DO THIS ->
Copy out the lines below without any changes, starting at the line with "task: segment the illuminated tower lattice" and continuing through the final line, including both ends.

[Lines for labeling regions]
>>
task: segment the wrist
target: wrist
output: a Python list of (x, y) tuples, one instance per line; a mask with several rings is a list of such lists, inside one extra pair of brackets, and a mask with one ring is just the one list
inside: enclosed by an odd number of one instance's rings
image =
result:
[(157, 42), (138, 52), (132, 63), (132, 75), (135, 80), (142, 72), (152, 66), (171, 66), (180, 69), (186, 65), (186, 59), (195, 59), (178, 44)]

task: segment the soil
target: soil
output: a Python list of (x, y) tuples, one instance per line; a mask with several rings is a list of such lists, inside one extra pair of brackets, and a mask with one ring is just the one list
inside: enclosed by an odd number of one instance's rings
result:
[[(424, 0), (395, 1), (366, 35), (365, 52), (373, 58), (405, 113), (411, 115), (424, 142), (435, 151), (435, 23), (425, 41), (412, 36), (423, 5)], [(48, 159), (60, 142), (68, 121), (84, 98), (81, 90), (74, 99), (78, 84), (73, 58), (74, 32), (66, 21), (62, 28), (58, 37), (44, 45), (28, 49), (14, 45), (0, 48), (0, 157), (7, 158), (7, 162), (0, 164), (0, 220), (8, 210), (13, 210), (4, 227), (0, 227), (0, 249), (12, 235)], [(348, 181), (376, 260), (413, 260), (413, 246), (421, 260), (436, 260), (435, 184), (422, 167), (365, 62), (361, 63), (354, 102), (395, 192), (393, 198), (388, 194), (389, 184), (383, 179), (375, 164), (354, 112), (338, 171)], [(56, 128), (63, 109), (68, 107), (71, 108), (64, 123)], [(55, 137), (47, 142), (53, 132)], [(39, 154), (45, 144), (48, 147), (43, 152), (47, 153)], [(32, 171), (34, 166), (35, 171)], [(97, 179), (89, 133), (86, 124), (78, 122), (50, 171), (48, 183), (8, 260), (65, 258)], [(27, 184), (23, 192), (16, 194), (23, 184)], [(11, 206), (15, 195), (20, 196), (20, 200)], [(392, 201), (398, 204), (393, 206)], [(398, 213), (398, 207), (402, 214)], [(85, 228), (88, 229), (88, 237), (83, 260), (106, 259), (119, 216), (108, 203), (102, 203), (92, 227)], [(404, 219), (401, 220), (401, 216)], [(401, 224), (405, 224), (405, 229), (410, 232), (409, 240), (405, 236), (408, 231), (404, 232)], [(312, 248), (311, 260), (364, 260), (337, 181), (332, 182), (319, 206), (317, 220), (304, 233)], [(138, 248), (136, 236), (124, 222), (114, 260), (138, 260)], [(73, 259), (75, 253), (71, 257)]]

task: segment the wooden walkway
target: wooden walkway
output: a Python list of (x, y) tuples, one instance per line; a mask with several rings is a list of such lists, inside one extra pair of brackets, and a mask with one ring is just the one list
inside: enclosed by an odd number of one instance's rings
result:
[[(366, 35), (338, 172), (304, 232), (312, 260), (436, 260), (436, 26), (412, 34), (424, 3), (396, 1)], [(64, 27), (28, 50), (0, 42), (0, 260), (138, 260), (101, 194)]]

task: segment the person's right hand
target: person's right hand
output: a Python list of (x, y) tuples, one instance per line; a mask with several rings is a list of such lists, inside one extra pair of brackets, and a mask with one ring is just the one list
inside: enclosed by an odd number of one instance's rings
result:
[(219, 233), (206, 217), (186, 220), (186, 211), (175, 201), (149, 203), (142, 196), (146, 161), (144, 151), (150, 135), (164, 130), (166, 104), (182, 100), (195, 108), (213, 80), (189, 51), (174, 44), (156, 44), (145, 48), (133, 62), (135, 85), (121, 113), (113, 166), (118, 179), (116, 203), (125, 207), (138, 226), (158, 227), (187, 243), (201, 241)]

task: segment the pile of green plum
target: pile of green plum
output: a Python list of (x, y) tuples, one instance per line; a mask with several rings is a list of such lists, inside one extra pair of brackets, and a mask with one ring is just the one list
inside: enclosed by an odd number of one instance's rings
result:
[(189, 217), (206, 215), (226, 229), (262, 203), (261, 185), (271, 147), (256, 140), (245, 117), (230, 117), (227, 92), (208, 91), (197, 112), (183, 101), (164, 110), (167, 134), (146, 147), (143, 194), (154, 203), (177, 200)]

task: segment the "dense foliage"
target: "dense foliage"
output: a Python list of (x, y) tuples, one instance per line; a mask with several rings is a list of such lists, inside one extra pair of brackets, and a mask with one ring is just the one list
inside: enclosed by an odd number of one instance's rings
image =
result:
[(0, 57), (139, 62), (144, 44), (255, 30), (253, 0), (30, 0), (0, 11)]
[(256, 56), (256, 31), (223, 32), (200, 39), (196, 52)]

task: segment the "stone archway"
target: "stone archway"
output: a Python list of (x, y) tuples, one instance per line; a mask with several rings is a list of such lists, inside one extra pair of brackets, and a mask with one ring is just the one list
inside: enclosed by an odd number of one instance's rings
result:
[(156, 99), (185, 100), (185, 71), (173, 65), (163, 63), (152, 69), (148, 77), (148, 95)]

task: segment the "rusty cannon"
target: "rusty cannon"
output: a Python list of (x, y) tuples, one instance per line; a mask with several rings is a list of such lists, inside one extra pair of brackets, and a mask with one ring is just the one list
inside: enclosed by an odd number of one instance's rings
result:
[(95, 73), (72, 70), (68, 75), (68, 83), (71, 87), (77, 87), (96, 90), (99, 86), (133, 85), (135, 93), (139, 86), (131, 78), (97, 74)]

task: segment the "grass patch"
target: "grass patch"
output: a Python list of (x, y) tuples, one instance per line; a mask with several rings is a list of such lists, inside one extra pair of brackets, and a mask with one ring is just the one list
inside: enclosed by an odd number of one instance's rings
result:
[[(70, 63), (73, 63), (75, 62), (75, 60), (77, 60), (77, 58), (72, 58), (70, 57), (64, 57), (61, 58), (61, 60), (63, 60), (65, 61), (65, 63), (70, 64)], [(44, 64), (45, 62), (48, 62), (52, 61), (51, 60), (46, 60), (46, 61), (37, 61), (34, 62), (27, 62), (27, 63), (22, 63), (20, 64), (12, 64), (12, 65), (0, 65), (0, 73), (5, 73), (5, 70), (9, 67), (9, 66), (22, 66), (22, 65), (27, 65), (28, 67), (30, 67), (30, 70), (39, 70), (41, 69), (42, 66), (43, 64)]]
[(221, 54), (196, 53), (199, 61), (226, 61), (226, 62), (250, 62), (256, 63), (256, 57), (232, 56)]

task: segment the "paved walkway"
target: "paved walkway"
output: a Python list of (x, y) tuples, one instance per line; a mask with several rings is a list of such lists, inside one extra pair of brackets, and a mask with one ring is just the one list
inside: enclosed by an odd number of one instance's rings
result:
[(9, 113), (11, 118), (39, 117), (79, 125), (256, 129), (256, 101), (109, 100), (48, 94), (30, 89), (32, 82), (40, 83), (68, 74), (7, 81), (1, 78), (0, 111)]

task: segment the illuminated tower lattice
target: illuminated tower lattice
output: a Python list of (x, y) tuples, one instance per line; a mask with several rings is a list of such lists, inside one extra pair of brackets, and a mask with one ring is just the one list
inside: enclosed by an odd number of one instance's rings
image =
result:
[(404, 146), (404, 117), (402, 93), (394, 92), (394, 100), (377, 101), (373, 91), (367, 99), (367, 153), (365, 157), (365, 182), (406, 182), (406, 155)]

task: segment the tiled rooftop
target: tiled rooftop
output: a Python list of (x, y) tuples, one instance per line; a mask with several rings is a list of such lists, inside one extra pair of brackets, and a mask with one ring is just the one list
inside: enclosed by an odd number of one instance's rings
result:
<<
RESPONSE BELOW ->
task: segment the illuminated tower lattice
target: illuminated tower lattice
output: a Python list of (x, y) tuples, one instance per line; a mask with several rings is a list of such lists, inside one extra pair of brackets, and a mask with one ring is just the one list
inside: enclosed by an odd number of one instance's rings
image =
result:
[(404, 146), (404, 117), (402, 93), (394, 92), (394, 100), (377, 101), (373, 91), (367, 99), (367, 153), (365, 157), (365, 182), (406, 182), (406, 155)]

task: segment the tiled rooftop
target: tiled rooftop
output: a Python list of (x, y) tuples, one instance per line; a mask with several rings is a list of such lists, inside one extra pair of brackets, and a mask with one ring is just the one list
inside: enclosed by an odd number of one instance's rings
result:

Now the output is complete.